» **Consignes de l'exercice**:
1 > Traduisez en anglais cette phrase de l'extrait choisi : « La chambre est la représentation de leur intériorité. »
2 > Recopiez tout le passage de l'extrait choisi qui va de « Les ados expliqués » jusqu'à « plus vite ! ».

Les ados expliqués aux parents

Non, les jeunes d’aujourd’hui ne sont pas plus difficiles qu’autrefois. Ils ne sont ni plus fragiles ni plus enclins à se mettre en danger. Chef de service de la Maison des adolescents de l’hôpital Cochin, la psychiatre Marie Rose Moro vient de publier un ouvrage précieux à l’usage de tous les parents d’ados. Un livre juste et plein de bon sens. A lire au plus vite !

A entendre bon nombre de parents, les relations sont devenues plus délicates avec les ados. Ceux-ci ont-ils vraiment changé?
C’est surtout l’époque qui a changé! Aujourd’hui, l’adolescence commence tôt et se termine tard. Ce n’est plus un passage, c’est une étape de la vie. Une étape durant laquelle on reste dépendant de la génération qui nous précède alors qu’on a envie de liberté, de plaisir, de responsabilités d’adulte. Autre évolution de nos cultures occidentales, nous avons peu d’enfants et, du coup, nous reportons sur eux toutes nos projections. On en attend tellement qu’ils finissent par nous décevoir! Tout cela peut provoquer de vraies tensions.

Beaucoup pensent que les enfants sont de plus en plus secrets. Qu’ils leur échappent, en somme. Est-ce vrai?

Ils ne sont pas plus secrets qu’avant, mais on oublie souvent qu’une dose de secret est nécessaire pour grandir. L’adolescence est une période de transition entre l’enfance et l’âge adulte. Pour que ce passage se fasse, un enfant doit se séparer de ses parents. Physiquement et psychologiquement. Il doit apprendre à décider par lui-même, selon ses désirs, ses expériences, ses propres interdits. Et il faut l’encourager à le faire. Dire: « Je suis d’accord que tu te sépares. Je sais que cela ne veut pas dire que tu ne m’aimes plus, que tu me trahis. » L’idée est de les accompagner, de leur rendre cette transition plus facile. Pour eux aussi, c’est dur!

Le fait qu’ils refusent qu’on entre dans leur chambre fait partie de ce besoin de secret?

Absolument. La chambre est la représentation de leur intériorité. Entrer brutalement dans la chambre d’un ado, c’est violer son intégrité. Et quand il n’est pas là, c’est pire que tout!

Leur tendance à la dissimulation, leurs mensonges, parfois, participent de la même nécessité?

Certains mensonges sont nécessaires. Ce sont des mensonges de construction. Si un ado ment sur ce qu’il a fait la soirée dernière, ce n’est pas forcément parce qu’il a fait des bêtises! C’est parce qu’il veut que ce moment lui appartienne. S’il le partage entièrement avec ses parents, il lui échappe. Il a peut-être passé deux heures avec une fille à qui il n’a pas osé toucher la main, mais il n’a pas envie de le dire. Les ados mentent essentiellement avec un objectif: préserver leur intimité.

Comment, alors, se situer par rapport à eux?

Il faut être à la fois disponible et respectueux en se rappelant une évidence: les ados ont besoin de leurs parents. De leur présence. D’un cadre rassurant et quotidien. Et ce sont les garçons les plus demandeurs, sans doute parce qu’on les prépare moins à une vie indépendante. Nous avons aujourd’hui encore une éducation trop sexiste!

» **Lignes extraites d'une collection**:
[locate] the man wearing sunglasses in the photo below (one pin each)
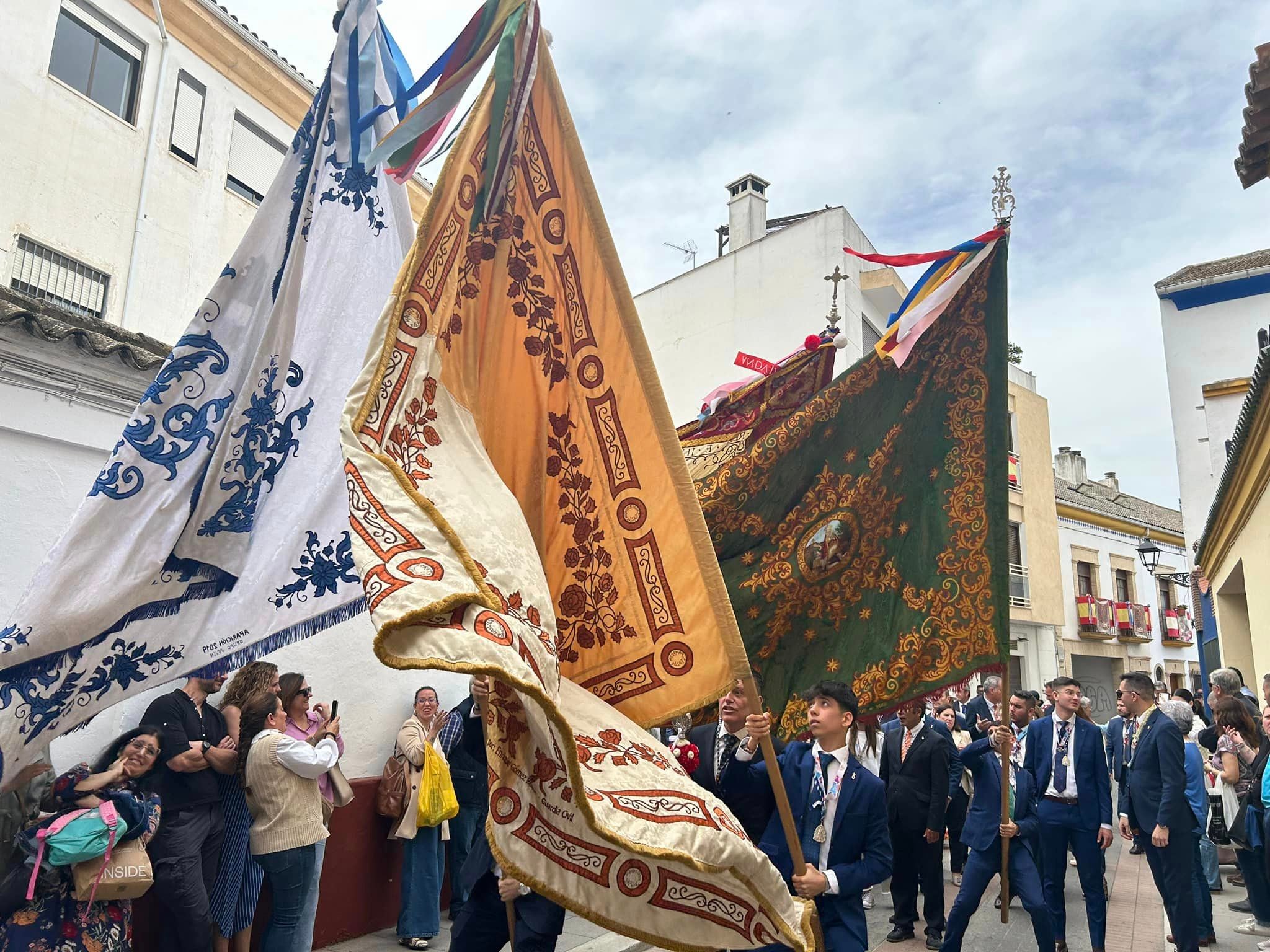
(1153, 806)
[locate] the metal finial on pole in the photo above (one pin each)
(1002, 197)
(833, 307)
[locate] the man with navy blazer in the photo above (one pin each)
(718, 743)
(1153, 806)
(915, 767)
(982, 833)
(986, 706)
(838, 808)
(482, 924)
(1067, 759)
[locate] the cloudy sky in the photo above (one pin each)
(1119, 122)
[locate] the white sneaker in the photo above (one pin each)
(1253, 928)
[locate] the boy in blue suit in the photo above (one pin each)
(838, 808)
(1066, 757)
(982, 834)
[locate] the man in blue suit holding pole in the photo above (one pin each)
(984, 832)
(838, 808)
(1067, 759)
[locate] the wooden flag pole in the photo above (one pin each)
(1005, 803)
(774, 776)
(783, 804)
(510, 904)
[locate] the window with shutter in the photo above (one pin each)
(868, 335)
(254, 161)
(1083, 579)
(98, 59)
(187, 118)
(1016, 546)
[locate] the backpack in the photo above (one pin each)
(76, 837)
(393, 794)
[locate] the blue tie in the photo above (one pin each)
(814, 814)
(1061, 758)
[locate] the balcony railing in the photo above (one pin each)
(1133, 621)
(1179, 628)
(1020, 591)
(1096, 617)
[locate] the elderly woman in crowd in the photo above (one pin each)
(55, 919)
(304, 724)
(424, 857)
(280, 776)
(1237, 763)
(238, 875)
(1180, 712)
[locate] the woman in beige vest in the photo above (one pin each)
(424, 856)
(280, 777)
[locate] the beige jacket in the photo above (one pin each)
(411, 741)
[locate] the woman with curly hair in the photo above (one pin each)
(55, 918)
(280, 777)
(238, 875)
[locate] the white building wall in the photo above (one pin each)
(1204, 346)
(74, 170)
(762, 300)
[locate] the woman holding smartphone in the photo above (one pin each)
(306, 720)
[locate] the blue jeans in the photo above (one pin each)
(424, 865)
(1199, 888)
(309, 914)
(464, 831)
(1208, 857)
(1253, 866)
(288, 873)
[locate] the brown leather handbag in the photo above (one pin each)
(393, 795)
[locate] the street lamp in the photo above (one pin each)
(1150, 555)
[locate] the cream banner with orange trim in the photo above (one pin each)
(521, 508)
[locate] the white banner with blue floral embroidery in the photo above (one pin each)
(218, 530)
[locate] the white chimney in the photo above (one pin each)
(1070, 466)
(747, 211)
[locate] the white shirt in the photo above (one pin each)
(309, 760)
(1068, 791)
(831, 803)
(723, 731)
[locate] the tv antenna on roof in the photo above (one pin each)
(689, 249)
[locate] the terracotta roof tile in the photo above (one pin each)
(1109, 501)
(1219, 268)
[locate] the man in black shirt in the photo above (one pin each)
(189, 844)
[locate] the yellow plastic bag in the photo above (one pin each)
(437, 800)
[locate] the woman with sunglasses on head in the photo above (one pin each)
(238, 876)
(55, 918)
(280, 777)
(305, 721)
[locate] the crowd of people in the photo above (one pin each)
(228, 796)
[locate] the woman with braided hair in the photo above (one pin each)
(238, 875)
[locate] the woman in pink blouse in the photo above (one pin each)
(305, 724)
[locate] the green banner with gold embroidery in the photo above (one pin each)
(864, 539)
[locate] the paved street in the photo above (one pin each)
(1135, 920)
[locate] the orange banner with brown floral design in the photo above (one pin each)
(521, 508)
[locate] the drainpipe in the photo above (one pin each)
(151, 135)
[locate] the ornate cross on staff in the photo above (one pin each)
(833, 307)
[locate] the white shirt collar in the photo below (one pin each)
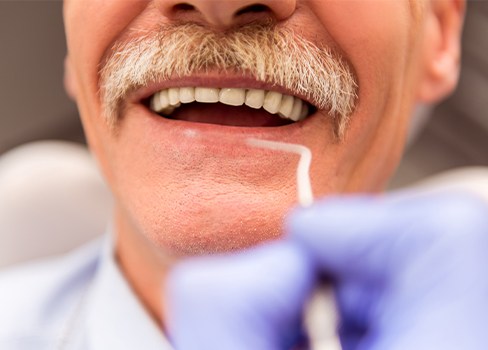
...
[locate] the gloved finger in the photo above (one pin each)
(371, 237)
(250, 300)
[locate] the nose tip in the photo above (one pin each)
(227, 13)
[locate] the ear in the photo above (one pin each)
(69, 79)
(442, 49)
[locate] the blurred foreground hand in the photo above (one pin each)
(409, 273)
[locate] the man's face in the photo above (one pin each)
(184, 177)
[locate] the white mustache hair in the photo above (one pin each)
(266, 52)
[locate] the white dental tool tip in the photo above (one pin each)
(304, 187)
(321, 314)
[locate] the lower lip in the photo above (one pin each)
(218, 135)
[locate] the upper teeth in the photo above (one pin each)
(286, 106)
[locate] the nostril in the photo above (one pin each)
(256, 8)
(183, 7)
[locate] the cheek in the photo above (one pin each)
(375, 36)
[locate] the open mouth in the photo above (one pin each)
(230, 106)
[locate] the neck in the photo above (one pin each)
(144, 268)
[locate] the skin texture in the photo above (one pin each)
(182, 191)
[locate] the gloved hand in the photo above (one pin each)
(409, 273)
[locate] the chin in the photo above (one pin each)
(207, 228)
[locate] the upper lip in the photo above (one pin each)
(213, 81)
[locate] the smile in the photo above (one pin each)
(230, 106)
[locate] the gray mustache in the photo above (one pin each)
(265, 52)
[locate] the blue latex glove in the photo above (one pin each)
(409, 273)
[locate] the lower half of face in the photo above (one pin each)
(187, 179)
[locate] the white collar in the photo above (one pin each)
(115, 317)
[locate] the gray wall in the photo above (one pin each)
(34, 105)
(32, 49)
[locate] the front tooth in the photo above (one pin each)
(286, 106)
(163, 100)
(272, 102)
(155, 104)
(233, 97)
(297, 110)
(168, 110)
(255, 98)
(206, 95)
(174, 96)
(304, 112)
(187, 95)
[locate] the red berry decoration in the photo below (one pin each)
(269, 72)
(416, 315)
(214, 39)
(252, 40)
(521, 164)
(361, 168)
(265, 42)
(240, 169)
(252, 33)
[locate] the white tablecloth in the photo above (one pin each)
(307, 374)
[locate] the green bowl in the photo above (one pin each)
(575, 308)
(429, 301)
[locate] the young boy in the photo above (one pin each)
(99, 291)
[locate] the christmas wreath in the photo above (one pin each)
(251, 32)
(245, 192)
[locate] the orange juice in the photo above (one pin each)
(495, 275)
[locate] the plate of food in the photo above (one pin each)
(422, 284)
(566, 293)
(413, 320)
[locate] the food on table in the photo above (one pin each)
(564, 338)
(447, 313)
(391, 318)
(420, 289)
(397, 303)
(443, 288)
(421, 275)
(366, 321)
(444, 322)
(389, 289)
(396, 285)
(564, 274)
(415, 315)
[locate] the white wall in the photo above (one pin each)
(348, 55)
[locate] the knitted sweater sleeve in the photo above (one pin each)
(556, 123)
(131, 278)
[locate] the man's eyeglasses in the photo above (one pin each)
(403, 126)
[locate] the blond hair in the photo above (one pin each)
--
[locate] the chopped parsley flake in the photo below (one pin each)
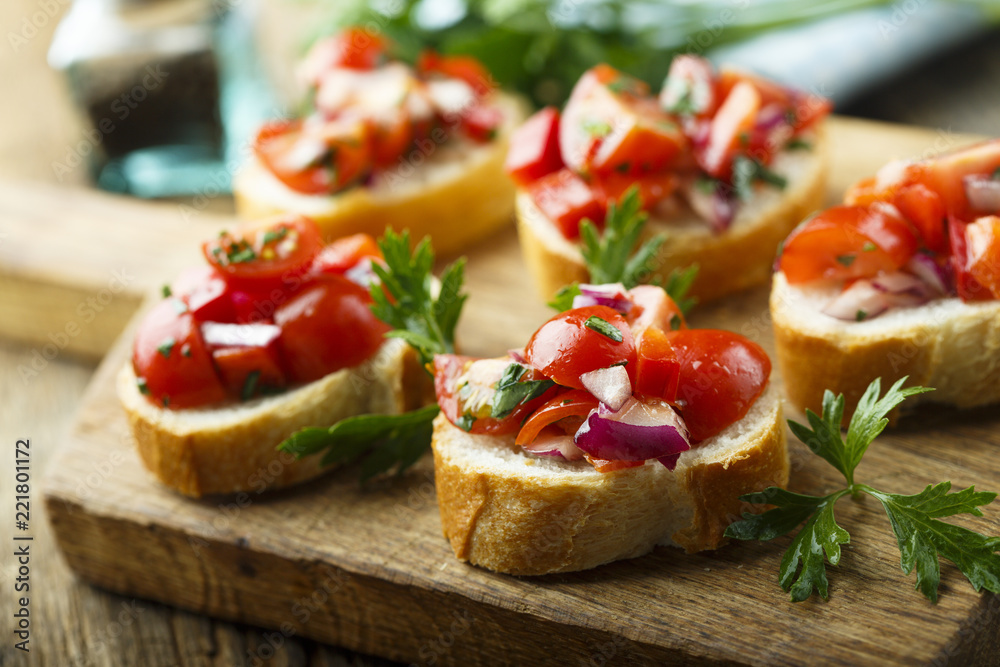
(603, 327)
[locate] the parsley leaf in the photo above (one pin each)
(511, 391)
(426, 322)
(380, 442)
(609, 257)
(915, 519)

» **Réponses aux consignes**:
1 > The bedroom is the representation of their inner self.

2 >
Les ados expliqués aux parents

Non, les jeunes d’aujourd’hui ne sont pas plus difficiles qu’autrefois. Ils ne sont ni plus fragiles ni plus enclins à se mettre en danger. Chef de service de la Maison des adolescents de l’hôpital Cochin, la psychiatre Marie Rose Moro vient de publier un ouvrage précieux à l’usage de tous les parents d’ados. Un livre juste et plein de bon sens. A lire au plus vite !